Phrase grounding data:
○ ○ ○

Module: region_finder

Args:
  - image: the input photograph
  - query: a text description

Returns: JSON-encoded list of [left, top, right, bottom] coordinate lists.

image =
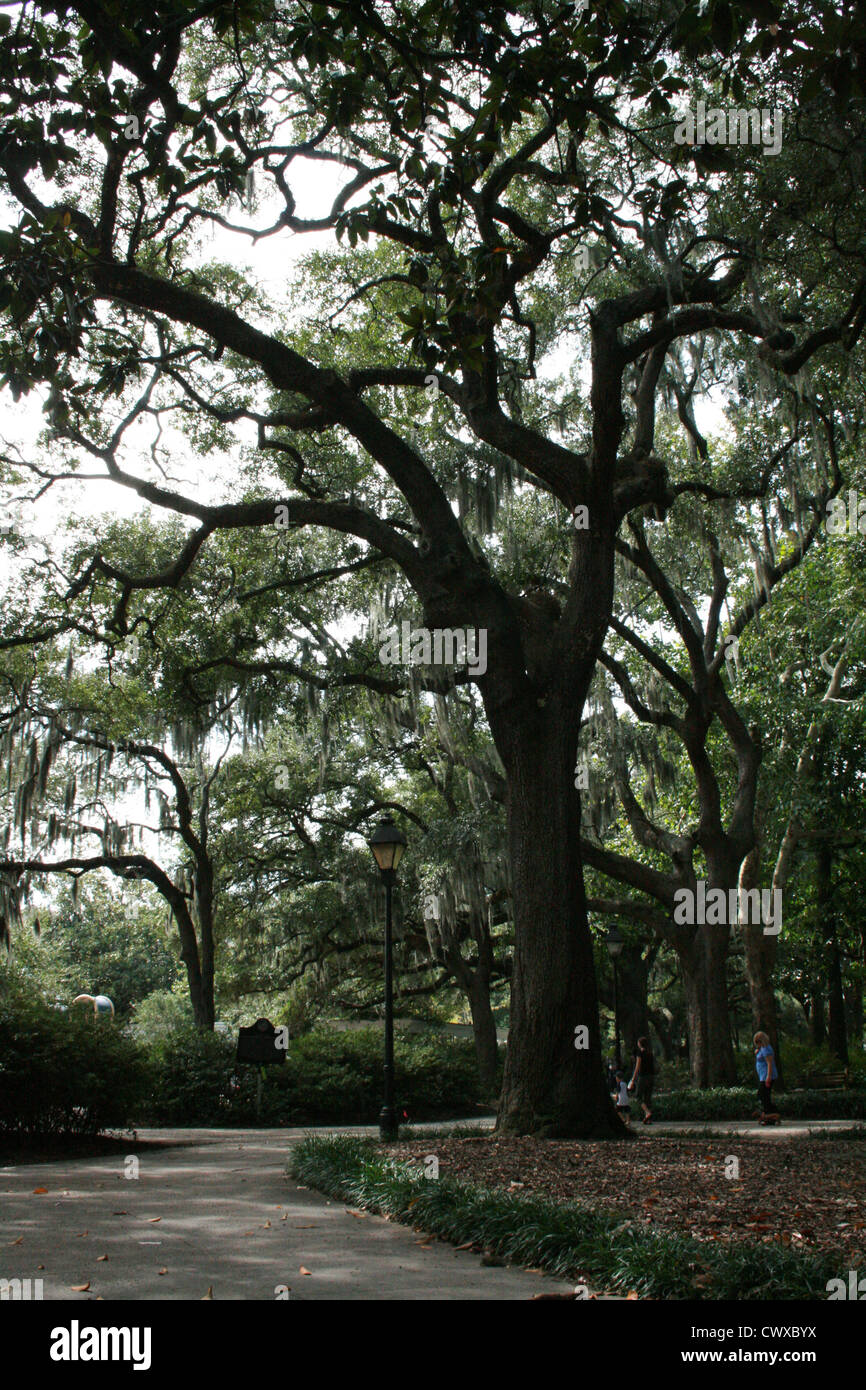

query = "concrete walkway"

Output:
[[0, 1128, 576, 1301], [643, 1118, 866, 1137]]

○ ○ ○

## Description of the task
Using the records above, pull out each line where the word "query" occurs.

## Reply
  - query: a text description
query = "concrete walkway"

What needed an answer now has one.